▶ **THE RECORDS**
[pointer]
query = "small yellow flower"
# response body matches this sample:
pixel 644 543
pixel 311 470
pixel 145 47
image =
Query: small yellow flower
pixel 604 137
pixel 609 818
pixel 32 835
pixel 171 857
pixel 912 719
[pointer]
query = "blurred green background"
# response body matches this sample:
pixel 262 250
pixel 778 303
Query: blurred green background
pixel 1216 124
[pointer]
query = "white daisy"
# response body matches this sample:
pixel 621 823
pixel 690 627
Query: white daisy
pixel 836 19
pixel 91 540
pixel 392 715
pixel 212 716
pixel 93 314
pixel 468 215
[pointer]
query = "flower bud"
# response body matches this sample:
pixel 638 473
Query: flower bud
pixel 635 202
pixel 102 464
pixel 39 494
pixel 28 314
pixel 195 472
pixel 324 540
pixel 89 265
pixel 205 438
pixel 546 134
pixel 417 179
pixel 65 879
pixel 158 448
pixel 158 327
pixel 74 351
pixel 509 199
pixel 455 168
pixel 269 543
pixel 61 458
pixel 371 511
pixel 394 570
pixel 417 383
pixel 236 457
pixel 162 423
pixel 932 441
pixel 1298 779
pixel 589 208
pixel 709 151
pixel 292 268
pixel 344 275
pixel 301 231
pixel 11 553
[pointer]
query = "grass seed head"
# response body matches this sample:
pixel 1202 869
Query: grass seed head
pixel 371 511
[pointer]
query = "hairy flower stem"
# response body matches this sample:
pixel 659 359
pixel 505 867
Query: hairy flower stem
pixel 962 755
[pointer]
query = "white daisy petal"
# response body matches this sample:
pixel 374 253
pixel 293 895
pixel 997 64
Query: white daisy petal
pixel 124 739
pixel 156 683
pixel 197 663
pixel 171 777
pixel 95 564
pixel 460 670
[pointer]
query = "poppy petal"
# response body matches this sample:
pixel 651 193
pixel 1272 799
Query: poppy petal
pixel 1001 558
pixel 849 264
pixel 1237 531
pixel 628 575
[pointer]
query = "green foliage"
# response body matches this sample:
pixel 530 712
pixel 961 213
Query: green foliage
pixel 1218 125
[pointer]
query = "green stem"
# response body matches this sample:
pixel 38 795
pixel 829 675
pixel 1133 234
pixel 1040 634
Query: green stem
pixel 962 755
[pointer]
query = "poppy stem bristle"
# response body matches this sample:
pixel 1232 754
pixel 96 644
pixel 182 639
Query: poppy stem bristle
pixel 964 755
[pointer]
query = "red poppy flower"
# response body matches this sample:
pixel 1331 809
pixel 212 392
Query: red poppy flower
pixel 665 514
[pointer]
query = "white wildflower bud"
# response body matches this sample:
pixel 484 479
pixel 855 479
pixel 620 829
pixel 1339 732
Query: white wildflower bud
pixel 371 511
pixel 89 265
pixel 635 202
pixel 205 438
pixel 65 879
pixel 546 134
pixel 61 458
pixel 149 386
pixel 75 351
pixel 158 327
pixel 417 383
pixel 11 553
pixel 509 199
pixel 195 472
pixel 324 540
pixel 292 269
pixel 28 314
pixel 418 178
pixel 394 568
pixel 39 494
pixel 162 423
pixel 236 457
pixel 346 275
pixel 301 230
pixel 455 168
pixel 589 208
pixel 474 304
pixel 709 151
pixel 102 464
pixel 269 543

▶ **TO DO**
If a line comes after the one with "pixel 1040 634", leave it out; reproduce exactly every line of the material from the first up to and including that one.

▶ **PROBLEM SOLUTION**
[pointer]
query = "small yellow flower"
# response body matches this sample:
pixel 644 543
pixel 311 470
pixel 145 47
image =
Query: small yellow flower
pixel 604 137
pixel 609 818
pixel 32 835
pixel 171 857
pixel 912 719
[pointer]
query = "blurred green background"
# response body matches this sample:
pixel 262 250
pixel 778 303
Query: blurred green background
pixel 1216 124
[pointer]
query = "white daisy"
# response body matches this sample:
pixel 621 823
pixel 690 627
Query: white daisy
pixel 836 19
pixel 91 540
pixel 392 715
pixel 212 716
pixel 93 314
pixel 468 215
[pointer]
query = "flower bud"
# response body matches this sample:
pixel 638 473
Query: flower bud
pixel 635 202
pixel 102 464
pixel 39 494
pixel 28 314
pixel 195 472
pixel 324 540
pixel 89 265
pixel 205 438
pixel 546 134
pixel 417 179
pixel 65 879
pixel 158 448
pixel 158 327
pixel 74 351
pixel 509 199
pixel 455 168
pixel 269 543
pixel 61 458
pixel 371 511
pixel 394 570
pixel 417 383
pixel 236 457
pixel 162 423
pixel 932 441
pixel 1298 779
pixel 589 208
pixel 709 151
pixel 292 268
pixel 344 275
pixel 301 231
pixel 11 553
[pointer]
query = "grass seed head"
# response body matches this sample:
pixel 1202 869
Query: grass seed head
pixel 371 511
[pointer]
query = "hairy flower stem"
# response body matches this sample:
pixel 659 359
pixel 505 867
Query: hairy flower stem
pixel 962 755
[pointer]
query = "white daisy petal"
# response body matches this sample:
pixel 374 253
pixel 293 895
pixel 997 64
Query: white daisy petal
pixel 124 739
pixel 156 683
pixel 197 663
pixel 171 777
pixel 95 564
pixel 460 670
[pointer]
query = "poppy petal"
# response body matches this sample:
pixel 651 193
pixel 1272 799
Query: poppy petal
pixel 1001 558
pixel 849 264
pixel 1237 531
pixel 628 575
[pointer]
query = "green foliage"
# response body matches this sample:
pixel 530 712
pixel 961 213
Query: green foliage
pixel 1218 125
[pointer]
query = "green stem"
# response body matches this sample:
pixel 38 795
pixel 829 675
pixel 1133 234
pixel 1040 634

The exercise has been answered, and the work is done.